TASK: Lines with "apartment": pull these out of the listing below.

ENTRIES SUPPLIED:
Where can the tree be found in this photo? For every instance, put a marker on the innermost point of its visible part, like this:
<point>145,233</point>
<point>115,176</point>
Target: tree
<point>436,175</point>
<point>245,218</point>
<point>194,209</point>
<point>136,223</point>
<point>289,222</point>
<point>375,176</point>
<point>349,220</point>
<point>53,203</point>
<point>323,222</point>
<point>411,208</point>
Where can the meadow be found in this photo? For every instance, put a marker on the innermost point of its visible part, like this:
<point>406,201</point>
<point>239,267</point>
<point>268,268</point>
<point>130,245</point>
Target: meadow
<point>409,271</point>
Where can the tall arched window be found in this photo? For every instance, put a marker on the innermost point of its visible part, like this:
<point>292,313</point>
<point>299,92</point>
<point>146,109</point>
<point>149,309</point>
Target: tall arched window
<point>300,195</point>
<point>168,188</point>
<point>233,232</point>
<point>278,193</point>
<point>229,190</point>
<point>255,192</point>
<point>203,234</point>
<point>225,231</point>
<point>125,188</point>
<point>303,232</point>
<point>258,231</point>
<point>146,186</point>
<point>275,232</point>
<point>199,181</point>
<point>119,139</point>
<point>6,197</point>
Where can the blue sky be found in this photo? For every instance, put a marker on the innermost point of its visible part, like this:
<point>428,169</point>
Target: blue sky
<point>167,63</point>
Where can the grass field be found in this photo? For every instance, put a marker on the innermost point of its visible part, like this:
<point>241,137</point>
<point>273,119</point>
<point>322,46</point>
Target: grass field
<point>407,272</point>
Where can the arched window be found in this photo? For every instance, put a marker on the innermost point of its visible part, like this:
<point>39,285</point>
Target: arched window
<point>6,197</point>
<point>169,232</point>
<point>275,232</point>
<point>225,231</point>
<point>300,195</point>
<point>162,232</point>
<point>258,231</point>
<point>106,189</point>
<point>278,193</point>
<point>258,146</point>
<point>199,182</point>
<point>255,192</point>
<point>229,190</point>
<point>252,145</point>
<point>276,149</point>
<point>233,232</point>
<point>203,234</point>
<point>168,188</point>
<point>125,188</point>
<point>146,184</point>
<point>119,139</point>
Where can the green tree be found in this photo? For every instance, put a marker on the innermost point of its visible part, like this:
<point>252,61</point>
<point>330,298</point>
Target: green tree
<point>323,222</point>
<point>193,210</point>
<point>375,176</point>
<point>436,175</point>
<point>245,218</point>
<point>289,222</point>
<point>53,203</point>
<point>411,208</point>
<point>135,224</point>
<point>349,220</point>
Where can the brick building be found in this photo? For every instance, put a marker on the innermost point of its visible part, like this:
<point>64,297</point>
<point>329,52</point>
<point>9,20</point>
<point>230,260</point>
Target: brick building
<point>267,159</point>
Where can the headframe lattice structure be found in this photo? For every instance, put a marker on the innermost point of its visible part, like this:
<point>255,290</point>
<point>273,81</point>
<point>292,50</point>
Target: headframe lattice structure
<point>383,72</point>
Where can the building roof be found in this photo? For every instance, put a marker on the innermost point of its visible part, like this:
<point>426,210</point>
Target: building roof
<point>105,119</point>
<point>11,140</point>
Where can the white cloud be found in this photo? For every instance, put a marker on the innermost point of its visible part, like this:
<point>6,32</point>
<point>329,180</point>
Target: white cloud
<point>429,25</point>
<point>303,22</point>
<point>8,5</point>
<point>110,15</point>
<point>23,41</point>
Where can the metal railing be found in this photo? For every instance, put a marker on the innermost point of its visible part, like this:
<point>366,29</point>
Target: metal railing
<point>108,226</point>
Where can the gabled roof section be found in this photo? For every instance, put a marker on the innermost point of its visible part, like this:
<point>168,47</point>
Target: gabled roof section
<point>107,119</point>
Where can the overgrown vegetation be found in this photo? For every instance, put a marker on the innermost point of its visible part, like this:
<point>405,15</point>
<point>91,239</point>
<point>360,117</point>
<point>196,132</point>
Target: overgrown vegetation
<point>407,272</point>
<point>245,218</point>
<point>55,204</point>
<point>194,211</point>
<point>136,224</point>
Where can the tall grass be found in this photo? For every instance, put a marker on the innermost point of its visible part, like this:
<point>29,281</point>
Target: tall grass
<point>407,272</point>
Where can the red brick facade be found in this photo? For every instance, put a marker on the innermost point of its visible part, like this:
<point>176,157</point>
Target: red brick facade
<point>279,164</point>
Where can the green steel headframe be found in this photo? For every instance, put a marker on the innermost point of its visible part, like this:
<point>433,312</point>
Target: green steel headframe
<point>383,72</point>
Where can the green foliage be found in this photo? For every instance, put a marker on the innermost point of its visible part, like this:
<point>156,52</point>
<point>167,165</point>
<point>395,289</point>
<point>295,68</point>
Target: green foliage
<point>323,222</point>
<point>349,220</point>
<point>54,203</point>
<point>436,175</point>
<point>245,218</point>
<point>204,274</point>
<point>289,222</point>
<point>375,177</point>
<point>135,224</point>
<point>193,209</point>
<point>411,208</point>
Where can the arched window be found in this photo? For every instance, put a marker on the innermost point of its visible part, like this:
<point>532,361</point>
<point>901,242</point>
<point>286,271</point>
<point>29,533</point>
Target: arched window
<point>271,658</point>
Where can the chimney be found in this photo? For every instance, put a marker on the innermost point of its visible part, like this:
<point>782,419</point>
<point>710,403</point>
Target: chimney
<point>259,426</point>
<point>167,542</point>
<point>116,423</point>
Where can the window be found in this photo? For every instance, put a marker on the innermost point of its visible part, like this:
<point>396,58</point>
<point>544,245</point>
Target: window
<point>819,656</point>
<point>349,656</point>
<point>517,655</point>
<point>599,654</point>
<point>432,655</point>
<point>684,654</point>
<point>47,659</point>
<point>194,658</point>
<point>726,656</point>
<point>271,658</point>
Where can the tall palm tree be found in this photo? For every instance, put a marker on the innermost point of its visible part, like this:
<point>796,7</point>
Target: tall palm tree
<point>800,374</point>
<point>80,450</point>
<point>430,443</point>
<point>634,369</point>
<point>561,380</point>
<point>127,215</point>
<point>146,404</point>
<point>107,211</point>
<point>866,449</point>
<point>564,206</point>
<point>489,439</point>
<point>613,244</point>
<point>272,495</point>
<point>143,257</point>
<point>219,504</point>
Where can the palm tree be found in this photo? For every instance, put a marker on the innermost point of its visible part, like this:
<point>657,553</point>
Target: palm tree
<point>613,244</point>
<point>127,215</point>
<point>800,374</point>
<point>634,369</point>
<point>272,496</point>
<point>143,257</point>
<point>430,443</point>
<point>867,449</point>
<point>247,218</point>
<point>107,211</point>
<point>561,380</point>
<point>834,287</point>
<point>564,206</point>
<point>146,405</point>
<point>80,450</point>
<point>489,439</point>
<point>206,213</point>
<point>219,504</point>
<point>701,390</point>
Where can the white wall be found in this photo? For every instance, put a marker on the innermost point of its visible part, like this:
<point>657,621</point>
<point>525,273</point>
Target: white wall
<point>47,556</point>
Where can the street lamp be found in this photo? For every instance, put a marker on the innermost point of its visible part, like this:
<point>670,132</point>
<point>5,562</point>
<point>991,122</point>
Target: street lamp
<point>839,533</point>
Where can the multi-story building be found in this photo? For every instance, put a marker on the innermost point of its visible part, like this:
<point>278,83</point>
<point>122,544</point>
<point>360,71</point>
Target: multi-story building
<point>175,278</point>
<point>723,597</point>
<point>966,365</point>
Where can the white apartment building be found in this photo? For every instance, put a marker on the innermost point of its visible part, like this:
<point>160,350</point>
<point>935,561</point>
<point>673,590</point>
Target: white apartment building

PROBLEM SOLUTION:
Where can the white apartment building be found in this photo? For every instance, put a marker on the innermost point of its visible part, like this:
Target: white apartment building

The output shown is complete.